Task: Please pull out each line of the entries below that contains the string "query".
>>>
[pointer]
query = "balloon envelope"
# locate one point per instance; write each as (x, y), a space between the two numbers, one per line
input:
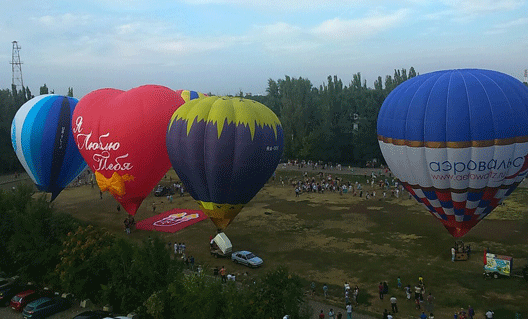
(224, 150)
(121, 134)
(458, 141)
(44, 144)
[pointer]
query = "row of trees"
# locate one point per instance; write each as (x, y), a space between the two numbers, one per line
(47, 247)
(334, 122)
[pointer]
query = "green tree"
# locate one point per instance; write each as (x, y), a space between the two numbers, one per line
(82, 268)
(136, 272)
(278, 293)
(44, 89)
<<<
Finished answer:
query = "balloon envelope"
query = "row of trees"
query = "green tree"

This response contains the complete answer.